## Exercise requirements
Rewrite the lines from the first one through the line containing "positive clicks: (167, 16) (166, 153)" as a Markdown table with two columns, Row and Line. Leave out any blank lines.

## Collected data entries

= Beginning of Section =

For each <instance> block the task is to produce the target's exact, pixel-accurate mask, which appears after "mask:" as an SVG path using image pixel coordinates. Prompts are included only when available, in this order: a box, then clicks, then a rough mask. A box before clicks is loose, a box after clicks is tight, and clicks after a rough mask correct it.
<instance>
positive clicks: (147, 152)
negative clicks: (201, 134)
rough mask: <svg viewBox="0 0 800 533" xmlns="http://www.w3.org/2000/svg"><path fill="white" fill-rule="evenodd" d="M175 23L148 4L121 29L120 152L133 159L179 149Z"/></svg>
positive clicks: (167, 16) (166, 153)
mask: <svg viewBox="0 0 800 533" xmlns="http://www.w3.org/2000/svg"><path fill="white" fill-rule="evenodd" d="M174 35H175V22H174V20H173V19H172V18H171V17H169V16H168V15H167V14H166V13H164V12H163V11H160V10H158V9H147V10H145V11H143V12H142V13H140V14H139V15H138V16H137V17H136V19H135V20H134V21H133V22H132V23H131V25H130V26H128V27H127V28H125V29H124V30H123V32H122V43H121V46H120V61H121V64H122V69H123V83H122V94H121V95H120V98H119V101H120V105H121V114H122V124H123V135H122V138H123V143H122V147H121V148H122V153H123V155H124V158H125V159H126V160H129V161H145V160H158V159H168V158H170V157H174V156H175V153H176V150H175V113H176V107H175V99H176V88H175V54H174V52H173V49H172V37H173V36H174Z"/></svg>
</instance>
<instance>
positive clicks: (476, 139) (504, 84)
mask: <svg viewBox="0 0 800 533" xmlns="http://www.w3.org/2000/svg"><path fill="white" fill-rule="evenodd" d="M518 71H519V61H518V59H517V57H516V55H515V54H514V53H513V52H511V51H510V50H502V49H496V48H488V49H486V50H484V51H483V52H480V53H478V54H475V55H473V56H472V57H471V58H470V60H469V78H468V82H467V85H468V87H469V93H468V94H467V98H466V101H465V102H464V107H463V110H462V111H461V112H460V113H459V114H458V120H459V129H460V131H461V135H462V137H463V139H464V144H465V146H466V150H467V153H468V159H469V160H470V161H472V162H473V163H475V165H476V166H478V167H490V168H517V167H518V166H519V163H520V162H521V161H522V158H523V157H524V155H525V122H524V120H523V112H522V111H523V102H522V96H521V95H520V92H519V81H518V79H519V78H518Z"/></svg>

= End of Section =

## Finished task
| Row | Line |
|---|---|
| 1 | For each <instance> block the task is to produce the target's exact, pixel-accurate mask, which appears after "mask:" as an SVG path using image pixel coordinates. Prompts are included only when available, in this order: a box, then clicks, then a rough mask. A box before clicks is loose, a box after clicks is tight, and clicks after a rough mask correct it. |
| 2 | <instance> |
| 3 | positive clicks: (147, 152) |
| 4 | negative clicks: (201, 134) |
| 5 | rough mask: <svg viewBox="0 0 800 533" xmlns="http://www.w3.org/2000/svg"><path fill="white" fill-rule="evenodd" d="M175 23L148 4L121 29L120 152L133 159L179 149Z"/></svg> |
| 6 | positive clicks: (167, 16) (166, 153) |